╭─ PROVIDED ENTRIES
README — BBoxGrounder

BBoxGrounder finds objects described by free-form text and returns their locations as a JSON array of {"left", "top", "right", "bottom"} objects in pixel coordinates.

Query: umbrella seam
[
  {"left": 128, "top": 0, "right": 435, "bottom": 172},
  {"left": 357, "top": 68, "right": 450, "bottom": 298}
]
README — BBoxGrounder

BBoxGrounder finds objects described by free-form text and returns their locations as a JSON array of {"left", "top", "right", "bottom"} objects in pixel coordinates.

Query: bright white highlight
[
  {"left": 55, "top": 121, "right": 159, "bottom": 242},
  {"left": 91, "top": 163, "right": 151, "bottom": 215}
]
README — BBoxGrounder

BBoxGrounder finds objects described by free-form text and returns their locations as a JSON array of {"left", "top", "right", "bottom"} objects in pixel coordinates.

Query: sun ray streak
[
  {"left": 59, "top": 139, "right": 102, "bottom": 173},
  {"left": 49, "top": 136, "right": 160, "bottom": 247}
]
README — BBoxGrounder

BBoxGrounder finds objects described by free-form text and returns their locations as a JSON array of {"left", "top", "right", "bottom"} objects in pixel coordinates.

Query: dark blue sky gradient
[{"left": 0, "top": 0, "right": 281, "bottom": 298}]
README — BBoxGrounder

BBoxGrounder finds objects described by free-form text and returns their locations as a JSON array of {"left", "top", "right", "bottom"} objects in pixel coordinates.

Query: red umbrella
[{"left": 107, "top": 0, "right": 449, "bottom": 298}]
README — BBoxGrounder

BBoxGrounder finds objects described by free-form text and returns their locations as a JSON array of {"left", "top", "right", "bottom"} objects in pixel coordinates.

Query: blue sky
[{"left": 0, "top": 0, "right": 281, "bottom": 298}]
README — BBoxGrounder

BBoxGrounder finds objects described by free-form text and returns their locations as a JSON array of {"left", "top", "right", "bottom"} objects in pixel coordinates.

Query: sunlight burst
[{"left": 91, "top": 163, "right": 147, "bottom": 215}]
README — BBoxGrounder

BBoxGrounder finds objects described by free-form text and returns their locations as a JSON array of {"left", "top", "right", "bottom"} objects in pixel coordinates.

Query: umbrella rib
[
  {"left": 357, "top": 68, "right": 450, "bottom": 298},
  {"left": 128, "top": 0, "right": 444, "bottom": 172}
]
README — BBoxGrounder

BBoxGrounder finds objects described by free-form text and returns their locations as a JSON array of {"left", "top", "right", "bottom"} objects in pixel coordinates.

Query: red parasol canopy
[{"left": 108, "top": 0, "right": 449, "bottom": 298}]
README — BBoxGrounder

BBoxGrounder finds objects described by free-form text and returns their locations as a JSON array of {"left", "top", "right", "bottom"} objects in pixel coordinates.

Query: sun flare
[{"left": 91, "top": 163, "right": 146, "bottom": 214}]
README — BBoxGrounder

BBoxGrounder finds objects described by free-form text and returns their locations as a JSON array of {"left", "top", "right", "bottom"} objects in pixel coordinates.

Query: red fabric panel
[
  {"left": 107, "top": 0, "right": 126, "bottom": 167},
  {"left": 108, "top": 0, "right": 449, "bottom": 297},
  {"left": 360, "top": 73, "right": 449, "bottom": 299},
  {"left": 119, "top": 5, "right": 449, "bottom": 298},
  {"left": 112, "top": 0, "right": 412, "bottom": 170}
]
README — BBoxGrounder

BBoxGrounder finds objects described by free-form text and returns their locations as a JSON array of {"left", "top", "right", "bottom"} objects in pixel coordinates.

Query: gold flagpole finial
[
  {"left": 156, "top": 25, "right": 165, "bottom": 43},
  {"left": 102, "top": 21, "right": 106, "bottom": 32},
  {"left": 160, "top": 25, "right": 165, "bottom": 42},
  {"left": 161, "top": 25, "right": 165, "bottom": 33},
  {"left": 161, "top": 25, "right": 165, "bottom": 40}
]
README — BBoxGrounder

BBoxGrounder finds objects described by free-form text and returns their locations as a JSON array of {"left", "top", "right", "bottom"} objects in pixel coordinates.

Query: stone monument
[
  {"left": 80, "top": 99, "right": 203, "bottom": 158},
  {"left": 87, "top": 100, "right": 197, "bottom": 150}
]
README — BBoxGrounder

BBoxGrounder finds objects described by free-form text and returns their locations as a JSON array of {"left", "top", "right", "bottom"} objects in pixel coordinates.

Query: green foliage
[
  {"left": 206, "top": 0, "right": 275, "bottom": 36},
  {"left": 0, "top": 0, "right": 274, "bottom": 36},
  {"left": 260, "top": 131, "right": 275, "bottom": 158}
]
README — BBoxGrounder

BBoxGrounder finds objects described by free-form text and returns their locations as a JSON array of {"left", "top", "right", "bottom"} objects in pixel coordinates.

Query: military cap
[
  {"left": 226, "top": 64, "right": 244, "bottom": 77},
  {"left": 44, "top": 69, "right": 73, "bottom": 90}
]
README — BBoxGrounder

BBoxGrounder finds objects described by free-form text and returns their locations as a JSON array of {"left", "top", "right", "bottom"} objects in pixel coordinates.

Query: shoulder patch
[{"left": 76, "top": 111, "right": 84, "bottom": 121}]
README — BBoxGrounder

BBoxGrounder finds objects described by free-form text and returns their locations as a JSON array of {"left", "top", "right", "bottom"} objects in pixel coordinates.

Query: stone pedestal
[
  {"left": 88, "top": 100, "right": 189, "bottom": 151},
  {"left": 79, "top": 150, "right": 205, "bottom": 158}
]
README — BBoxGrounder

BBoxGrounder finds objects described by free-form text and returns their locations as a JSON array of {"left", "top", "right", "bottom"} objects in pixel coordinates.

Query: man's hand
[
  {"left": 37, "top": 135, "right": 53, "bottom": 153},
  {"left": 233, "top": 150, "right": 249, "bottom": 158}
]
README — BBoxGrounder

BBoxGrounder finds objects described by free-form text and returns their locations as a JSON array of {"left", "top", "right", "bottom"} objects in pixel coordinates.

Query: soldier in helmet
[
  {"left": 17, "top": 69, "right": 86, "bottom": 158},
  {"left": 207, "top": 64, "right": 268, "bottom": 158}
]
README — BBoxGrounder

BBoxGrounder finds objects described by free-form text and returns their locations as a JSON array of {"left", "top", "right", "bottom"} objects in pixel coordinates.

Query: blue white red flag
╰─
Please output the complete set of records above without any alteration.

# [RESPONSE]
README — BBoxGrounder

BBoxGrounder finds objects described by free-form text and returns their locations as a JSON array of {"left", "top", "right", "bottom"} objects in pixel coordinates.

Query: umbrella seam
[
  {"left": 128, "top": 0, "right": 435, "bottom": 172},
  {"left": 357, "top": 68, "right": 450, "bottom": 298}
]
README — BBoxGrounder

BBoxGrounder finds objects described by free-form text and returns their locations as a JSON array of {"left", "top", "right", "bottom"} objects in pixel coordinates.

Query: bright white highlight
[
  {"left": 55, "top": 121, "right": 159, "bottom": 242},
  {"left": 91, "top": 163, "right": 151, "bottom": 215}
]
README — BBoxGrounder

BBoxGrounder finds objects described by free-form text and returns their locations as a JSON array of {"left", "top", "right", "bottom"} objects in pixel coordinates.

Query: sun ray streak
[
  {"left": 59, "top": 139, "right": 102, "bottom": 173},
  {"left": 49, "top": 136, "right": 160, "bottom": 247}
]
README — BBoxGrounder

BBoxGrounder finds objects described by free-form text and returns their locations as a JSON array of {"left", "top", "right", "bottom"} objects in pixel coordinates.

Query: dark blue sky gradient
[{"left": 0, "top": 0, "right": 281, "bottom": 298}]
README — BBoxGrounder

BBoxGrounder finds objects described by free-form text and returns their locations as a JSON array of {"left", "top", "right", "bottom"} objects in pixel coordinates.

Query: red umbrella
[{"left": 107, "top": 0, "right": 449, "bottom": 298}]
README — BBoxGrounder

BBoxGrounder finds objects described by free-form text and returns their locations as a JSON array of {"left", "top", "right", "bottom"} objects in pixel coordinates.

Query: blue sky
[{"left": 0, "top": 0, "right": 281, "bottom": 298}]
README — BBoxGrounder

BBoxGrounder finds objects described by free-form text and returns their locations as a JSON array of {"left", "top", "right", "bottom"} objects in pixel coordinates.

Query: sunlight burst
[{"left": 91, "top": 163, "right": 147, "bottom": 215}]
README — BBoxGrounder

BBoxGrounder finds objects described by free-form text and returns their locations as a JSON array of {"left", "top", "right", "bottom"} objects in pixel coordinates.

Query: umbrella rib
[
  {"left": 357, "top": 68, "right": 450, "bottom": 298},
  {"left": 128, "top": 0, "right": 444, "bottom": 172}
]
README — BBoxGrounder

BBoxGrounder finds objects described by free-form text and returns their locations as a JSON array of {"left", "top", "right", "bottom"} objects in pixel coordinates.

Query: red parasol canopy
[{"left": 108, "top": 0, "right": 449, "bottom": 298}]
README — BBoxGrounder

BBoxGrounder finds objects described by free-form text and returns their locations as a JSON array of {"left", "top", "right", "bottom"} objects in pixel coordinates.

Query: sun flare
[{"left": 91, "top": 163, "right": 146, "bottom": 214}]
README — BBoxGrounder

BBoxGrounder finds objects described by free-form text and returns their locations as a JSON array of {"left", "top", "right", "bottom"} objects in pixel coordinates.

Query: red fabric panel
[
  {"left": 107, "top": 0, "right": 126, "bottom": 167},
  {"left": 108, "top": 0, "right": 449, "bottom": 297},
  {"left": 360, "top": 73, "right": 449, "bottom": 299},
  {"left": 119, "top": 5, "right": 449, "bottom": 298},
  {"left": 112, "top": 0, "right": 412, "bottom": 170}
]
README — BBoxGrounder

BBoxGrounder finds objects described by free-form text and returns their locations as a JSON array of {"left", "top", "right", "bottom"} objects in pixel coordinates.

Query: gold flagpole finial
[
  {"left": 156, "top": 25, "right": 165, "bottom": 43},
  {"left": 102, "top": 21, "right": 106, "bottom": 32},
  {"left": 160, "top": 25, "right": 165, "bottom": 42},
  {"left": 161, "top": 25, "right": 165, "bottom": 33},
  {"left": 161, "top": 25, "right": 165, "bottom": 40}
]
README — BBoxGrounder

BBoxGrounder finds objects described by free-form text and returns their locations as a JSON array of {"left", "top", "right", "bottom"} objects in pixel coordinates.

Query: stone monument
[
  {"left": 80, "top": 99, "right": 203, "bottom": 158},
  {"left": 87, "top": 100, "right": 197, "bottom": 150}
]
README — BBoxGrounder

BBoxGrounder finds objects described by free-form text and returns their locations as a JSON array of {"left", "top", "right", "bottom"} objects in pixel coordinates.

Query: green foliage
[
  {"left": 206, "top": 0, "right": 275, "bottom": 36},
  {"left": 0, "top": 0, "right": 274, "bottom": 36},
  {"left": 260, "top": 131, "right": 275, "bottom": 158}
]
README — BBoxGrounder

BBoxGrounder finds objects described by free-form text and returns their locations as a JSON array of {"left", "top", "right", "bottom"} objects in pixel coordinates.

Query: military cap
[
  {"left": 226, "top": 64, "right": 244, "bottom": 77},
  {"left": 44, "top": 69, "right": 73, "bottom": 90}
]
README — BBoxGrounder

BBoxGrounder finds objects described by free-form text and returns their locations as a JSON array of {"left", "top", "right", "bottom"} objects in pixel coordinates.

Query: shoulder patch
[{"left": 76, "top": 111, "right": 84, "bottom": 121}]
README — BBoxGrounder

BBoxGrounder finds objects described by free-form text and returns their locations as a JSON array of {"left", "top", "right", "bottom"} objects in pixel coordinates.

Query: stone pedestal
[
  {"left": 88, "top": 100, "right": 189, "bottom": 151},
  {"left": 79, "top": 150, "right": 205, "bottom": 158}
]
README — BBoxGrounder

BBoxGrounder finds objects described by free-form text and returns their locations as a JSON array of {"left", "top", "right", "bottom"} objects in pixel coordinates.

Query: man's hand
[
  {"left": 37, "top": 135, "right": 53, "bottom": 153},
  {"left": 233, "top": 150, "right": 249, "bottom": 158}
]
README — BBoxGrounder

BBoxGrounder finds objects described by free-form text and returns their locations as a JSON array of {"left", "top", "right", "bottom"} objects in pixel coordinates.

Query: soldier in helmet
[
  {"left": 17, "top": 69, "right": 86, "bottom": 158},
  {"left": 207, "top": 64, "right": 268, "bottom": 158}
]
README — BBoxGrounder

BBoxGrounder finds objects described by free-form text and returns their locations as a JSON array of {"left", "top", "right", "bottom"} objects in pixel coordinates.

Query: blue white red flag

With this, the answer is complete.